小問 1 — 亀戦車の記事によると、7月に現れたロシア軍の怪物めいた改造車両を止めるのに、ウクライナ側はFPVドローンをおよそ何機必要としたと報告されていますか。
小問 2 — 亀戦車の記事の「This Ukrainian FPV」から「要になったと報告されている。」までを、「金属製エクステンション」を「金属製の突起」に置き換えて書き直してください。
小問 3 — 亀戦車の記事を、最後の文のあとから書き継いでください。

本文抜粋 —
——

タイフーンの指揮官マイケルは「これは意図的なトレードオフです」と言う。「攻撃力を犠牲にして生存性を高め、戦車を重装甲の“破城槌”にしたわけです」
火器を専門とする英国の歴史家マイク・モスは、共同運営するウェブサイト「アーマラーズ・ベンチ(The Armourer’s Bench)」の記事で、亀戦車のさまざまな形態や戦術的運用を網羅的にまとめている。当初、亀戦車を止めるには砲撃が必要だったが、ドローン操縦士たちは数カ月のうちにスキルを磨き、FPVドローンで繰り返し攻撃して仕留めるようになった。なかには、拍子抜けするほどあっさり撃破されるケースもあった。
This Ukrainian FPV drone completely obliterates a Russian turtle tank.
— (((Tendar))) (@Tendar) July 30, 2024
Source: https://t.co/BsURJm43pu pic.twitter.com/lLZzr2OOq5
奇抜だが機能的なスパイク装甲
甲羅のような外殻は、多数の突起物(スパイク)に変容してきている。その姿はもはや従来の装甲車両よりも、映画『マッドマックス 怒りのデス・ロード』に登場するバザード族の車両や、『キラーカーズ/パリを食べた車』に出てくるトゲ付きフォルクスワーゲン・ビートルを想起させる。
Buzzard Excavator. 😵 #MadMax pic.twitter.com/cKiET4Xf6i
— Charlucci (@Charlucci_18) January 15, 2017
この金属製エクステンションは奇抜だが非常に機能的だ。突っ込んでくるFPVドローンを突き刺したり弾いたり、あるいは起爆させたりすることで、車両本体に被害が及ぶのを防ぐ。7月にはロシア軍のこの種の改造車両として怪物めいた一両が出現し、ウクライナ側は止めるのにFPVドローンが60機ほども必要になったと報告されている。

——

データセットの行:
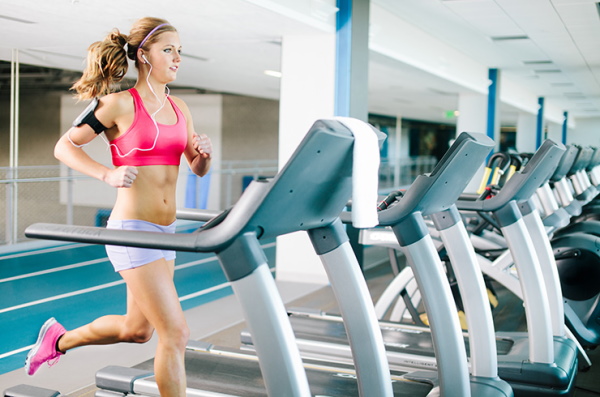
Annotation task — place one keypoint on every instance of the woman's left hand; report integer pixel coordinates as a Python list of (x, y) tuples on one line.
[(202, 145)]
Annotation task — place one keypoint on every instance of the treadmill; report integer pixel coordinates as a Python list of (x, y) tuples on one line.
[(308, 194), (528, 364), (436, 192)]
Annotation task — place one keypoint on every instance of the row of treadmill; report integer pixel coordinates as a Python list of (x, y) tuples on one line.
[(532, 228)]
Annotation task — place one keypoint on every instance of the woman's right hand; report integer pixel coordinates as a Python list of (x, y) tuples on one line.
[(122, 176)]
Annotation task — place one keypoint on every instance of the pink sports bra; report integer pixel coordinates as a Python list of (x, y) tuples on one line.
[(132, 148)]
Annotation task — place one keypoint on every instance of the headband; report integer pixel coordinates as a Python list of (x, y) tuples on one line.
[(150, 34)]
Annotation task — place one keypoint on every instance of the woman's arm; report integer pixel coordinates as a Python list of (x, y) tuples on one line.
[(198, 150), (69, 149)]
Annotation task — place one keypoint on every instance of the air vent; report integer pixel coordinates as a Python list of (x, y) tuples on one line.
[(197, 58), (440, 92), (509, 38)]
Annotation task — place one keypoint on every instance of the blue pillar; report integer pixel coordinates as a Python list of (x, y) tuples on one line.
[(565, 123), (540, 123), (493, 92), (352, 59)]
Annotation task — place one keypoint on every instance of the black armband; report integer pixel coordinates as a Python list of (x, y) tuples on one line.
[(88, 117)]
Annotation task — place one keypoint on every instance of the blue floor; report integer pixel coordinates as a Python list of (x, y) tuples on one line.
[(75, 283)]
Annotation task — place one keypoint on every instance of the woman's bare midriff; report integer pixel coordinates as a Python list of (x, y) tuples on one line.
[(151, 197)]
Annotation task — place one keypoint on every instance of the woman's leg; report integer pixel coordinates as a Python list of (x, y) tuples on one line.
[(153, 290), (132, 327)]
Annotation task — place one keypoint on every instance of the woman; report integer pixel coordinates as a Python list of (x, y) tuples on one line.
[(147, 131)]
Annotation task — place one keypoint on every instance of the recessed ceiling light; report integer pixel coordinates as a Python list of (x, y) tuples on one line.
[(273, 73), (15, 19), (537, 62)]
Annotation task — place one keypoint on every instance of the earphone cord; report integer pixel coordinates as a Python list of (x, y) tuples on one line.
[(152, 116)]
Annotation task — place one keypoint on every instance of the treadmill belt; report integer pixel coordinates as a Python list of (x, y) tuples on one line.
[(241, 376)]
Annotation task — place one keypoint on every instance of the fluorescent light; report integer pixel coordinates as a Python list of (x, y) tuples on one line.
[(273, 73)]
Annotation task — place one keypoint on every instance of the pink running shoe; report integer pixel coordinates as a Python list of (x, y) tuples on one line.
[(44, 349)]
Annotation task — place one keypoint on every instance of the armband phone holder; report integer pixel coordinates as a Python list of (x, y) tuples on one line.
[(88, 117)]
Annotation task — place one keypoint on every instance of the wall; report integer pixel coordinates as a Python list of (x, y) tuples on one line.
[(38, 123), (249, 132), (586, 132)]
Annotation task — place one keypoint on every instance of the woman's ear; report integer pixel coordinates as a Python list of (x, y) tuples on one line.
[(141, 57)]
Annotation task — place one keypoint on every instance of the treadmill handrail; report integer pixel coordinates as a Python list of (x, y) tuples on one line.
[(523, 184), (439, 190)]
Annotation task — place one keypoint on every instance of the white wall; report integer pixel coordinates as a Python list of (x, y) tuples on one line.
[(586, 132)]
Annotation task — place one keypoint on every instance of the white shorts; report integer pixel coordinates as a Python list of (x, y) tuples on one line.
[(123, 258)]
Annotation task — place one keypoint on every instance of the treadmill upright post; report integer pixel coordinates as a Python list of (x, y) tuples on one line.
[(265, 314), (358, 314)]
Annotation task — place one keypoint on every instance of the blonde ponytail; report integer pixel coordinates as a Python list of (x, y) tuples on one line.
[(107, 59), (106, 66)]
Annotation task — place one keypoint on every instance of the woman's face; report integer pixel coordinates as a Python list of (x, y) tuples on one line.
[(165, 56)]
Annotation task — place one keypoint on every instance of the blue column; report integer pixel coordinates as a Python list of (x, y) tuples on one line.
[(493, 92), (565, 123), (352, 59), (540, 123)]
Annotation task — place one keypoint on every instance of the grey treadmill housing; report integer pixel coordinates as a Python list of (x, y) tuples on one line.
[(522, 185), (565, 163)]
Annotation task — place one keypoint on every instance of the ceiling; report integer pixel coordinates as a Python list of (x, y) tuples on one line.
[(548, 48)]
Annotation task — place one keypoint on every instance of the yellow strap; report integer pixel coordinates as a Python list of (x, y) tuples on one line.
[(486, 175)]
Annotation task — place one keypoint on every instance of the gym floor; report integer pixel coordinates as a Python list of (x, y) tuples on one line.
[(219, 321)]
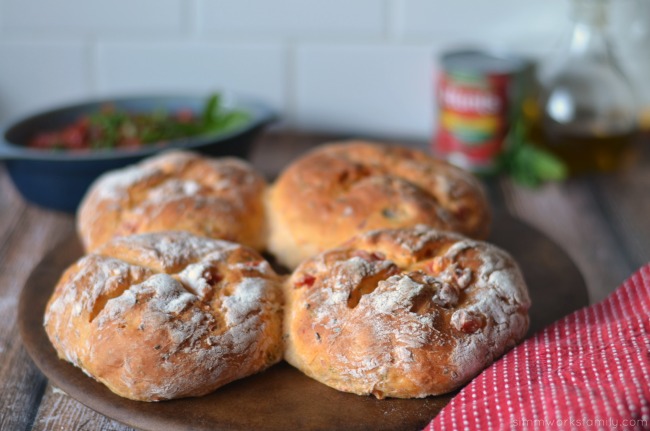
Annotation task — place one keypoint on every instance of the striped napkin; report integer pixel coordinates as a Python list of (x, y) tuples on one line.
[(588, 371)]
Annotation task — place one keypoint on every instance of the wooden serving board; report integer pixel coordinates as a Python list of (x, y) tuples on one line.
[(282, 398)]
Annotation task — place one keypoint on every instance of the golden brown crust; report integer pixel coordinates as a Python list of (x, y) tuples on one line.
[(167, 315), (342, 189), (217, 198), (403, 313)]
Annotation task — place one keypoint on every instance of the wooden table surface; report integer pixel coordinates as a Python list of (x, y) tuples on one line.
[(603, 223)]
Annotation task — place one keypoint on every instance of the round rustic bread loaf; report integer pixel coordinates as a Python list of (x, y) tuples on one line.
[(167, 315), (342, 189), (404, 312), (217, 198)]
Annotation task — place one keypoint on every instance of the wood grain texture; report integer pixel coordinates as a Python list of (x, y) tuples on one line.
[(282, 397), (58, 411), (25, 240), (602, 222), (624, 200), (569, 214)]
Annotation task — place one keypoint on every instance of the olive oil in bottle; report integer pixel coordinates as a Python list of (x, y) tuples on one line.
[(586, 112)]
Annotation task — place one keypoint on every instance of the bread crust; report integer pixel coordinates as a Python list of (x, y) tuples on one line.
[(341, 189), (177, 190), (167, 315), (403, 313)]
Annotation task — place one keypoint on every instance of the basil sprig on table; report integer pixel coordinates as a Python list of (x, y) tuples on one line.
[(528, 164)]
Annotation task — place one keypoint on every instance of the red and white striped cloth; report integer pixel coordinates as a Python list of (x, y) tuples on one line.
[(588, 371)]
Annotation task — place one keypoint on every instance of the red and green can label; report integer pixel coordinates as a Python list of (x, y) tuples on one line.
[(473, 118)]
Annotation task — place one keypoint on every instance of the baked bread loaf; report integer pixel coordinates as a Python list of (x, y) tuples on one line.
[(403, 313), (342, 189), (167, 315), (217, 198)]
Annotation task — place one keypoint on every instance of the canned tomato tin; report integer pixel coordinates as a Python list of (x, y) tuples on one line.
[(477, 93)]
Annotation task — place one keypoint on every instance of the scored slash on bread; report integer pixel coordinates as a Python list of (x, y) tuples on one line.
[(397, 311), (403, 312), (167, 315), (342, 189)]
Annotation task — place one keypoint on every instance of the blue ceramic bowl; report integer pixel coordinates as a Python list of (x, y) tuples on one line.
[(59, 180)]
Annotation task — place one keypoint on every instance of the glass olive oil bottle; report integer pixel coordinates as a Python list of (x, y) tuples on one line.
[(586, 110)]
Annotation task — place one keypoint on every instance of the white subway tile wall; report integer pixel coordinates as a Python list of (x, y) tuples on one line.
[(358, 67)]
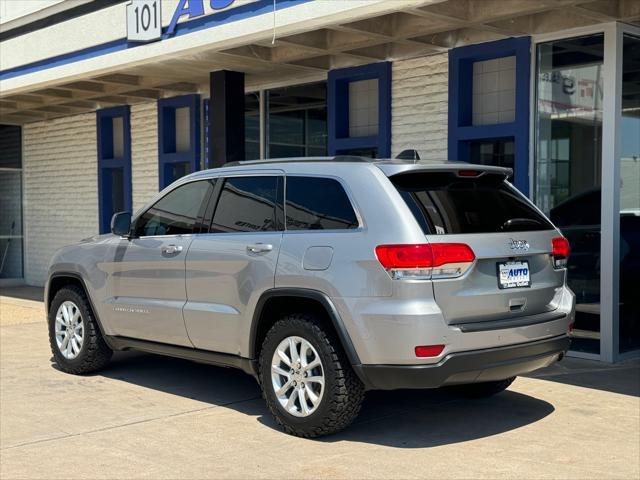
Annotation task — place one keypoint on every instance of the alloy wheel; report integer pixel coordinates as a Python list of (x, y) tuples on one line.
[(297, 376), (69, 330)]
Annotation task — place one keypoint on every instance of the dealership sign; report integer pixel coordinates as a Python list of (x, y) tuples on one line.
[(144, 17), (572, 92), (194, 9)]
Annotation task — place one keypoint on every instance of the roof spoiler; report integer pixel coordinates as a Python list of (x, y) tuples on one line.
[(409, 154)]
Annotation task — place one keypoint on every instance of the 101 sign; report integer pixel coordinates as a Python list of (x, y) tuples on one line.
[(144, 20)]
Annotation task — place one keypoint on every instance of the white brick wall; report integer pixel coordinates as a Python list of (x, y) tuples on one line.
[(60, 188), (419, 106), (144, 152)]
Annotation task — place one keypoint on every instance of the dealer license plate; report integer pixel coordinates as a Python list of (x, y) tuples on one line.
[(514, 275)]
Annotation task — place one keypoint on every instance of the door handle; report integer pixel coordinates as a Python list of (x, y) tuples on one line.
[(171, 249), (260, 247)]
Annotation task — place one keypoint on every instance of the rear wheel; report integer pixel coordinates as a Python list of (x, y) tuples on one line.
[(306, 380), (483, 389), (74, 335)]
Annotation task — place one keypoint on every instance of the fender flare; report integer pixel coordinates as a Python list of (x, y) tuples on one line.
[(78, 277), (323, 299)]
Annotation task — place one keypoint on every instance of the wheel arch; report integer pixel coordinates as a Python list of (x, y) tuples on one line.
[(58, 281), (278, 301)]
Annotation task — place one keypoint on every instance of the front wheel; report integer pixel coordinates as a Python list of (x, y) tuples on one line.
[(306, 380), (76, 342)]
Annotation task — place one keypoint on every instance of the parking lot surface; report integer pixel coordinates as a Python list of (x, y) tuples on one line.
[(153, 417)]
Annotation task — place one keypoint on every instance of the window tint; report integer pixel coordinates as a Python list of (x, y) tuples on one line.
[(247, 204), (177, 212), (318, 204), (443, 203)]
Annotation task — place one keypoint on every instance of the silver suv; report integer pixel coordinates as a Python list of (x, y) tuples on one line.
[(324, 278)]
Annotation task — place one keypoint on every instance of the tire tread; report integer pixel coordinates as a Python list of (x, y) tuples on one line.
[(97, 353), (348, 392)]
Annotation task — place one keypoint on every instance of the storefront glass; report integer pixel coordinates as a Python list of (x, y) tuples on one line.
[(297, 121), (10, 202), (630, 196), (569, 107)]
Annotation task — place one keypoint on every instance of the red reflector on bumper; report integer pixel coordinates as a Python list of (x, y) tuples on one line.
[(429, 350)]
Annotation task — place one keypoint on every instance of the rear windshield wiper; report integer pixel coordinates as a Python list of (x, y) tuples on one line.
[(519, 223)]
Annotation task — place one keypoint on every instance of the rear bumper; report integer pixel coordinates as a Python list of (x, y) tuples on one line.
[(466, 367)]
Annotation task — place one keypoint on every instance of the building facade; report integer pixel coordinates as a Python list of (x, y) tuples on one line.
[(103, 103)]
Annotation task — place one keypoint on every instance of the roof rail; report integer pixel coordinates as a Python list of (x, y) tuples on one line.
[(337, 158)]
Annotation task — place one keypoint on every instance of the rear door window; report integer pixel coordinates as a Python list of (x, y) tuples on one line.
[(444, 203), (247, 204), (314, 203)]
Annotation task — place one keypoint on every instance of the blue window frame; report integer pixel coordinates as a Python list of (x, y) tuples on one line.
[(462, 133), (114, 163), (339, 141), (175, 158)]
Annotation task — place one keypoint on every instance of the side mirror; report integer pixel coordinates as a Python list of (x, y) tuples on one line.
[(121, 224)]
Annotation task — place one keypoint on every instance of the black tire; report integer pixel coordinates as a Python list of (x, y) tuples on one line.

——

解答 1 — 60機ほどです。

解答 2 —
This Ukrainian FPV drone completely obliterates a Russian turtle tank.
— (((Tendar))) (@Tendar) July 30, 2024
Source: https://t.co/BsURJm43pu pic.twitter.com/lLZzr2OOq5
奇抜だが機能的なスパイク装甲
甲羅のような外殻は、多数の突起物(スパイク)に変容してきている。その姿はもはや従来の装甲車両よりも、映画『マッドマックス 怒りのデス・ロード』に登場するバザード族の車両や、『キラーカーズ/パリを食べた車』に出てくるトゲ付きフォルクスワーゲン・ビートルを想起させる。
Buzzard Excavator. 😵 #MadMax pic.twitter.com/cKiET4Xf6i
— Charlucci (@Charlucci_18) January 15, 2017
この金属製の突起は奇抜だが非常に機能的だ。突っ込んでくるFPVドローンを突き刺したり弾いたり、あるいは起爆させたりすることで、車両本体に被害が及ぶのを防ぐ。7月にはロシア軍のこの種の改造車両として怪物めいた一両が出現し、ウクライナ側は止めるのにFPVドローンが60機ほども必要になったと報告されている。

解答 3 —
Ukraine’s 28th Mechanized Brigade repelled a Russian assault near Toretsk. The attack involved a so-called “Tsar Tank” with a mine roller. Around 60 FPV drones were needed to destroy it due to reinforced armor and lack of obvious weak points. Footage shared by DeepState. pic.twitter.com/bA6NcY9uVF
— WarTranslated (@wartranslated) July 11, 2025
ちなみにその数は、語り継がれるうちに「70機超」と誇張され、さらにロシア側ではFPVドローン110機と「バーバ・ヤガー」重爆撃ドローンからの爆弾数発を生き延びたとまで主張されている。
ロシア軍のヤマアラシ形態あるいはドレッド風の追加装甲車両はほかにもいくつか確認されているが、この怪物車両ほど(限定的ではあるが)成功を収めた例はない。ロシア軍のある戦車長は、使用している改修車両についてFPVドローン27機を被弾しても走行し続けたと主張しているが、確認はできない。
撃破は段階を踏む
マイケルは、追加装甲が施されていない戦車でさえ、FPVドローンで撃破するには数機が必要になることが多いと説明する。
「たいていの場合、装甲車両を撃破するにはFPVドローン数機が必要です」と彼は言う。「車両の撃破は通常、段階を踏んで行われます。まず、その重装甲車両を停止させ、それから破壊するのです」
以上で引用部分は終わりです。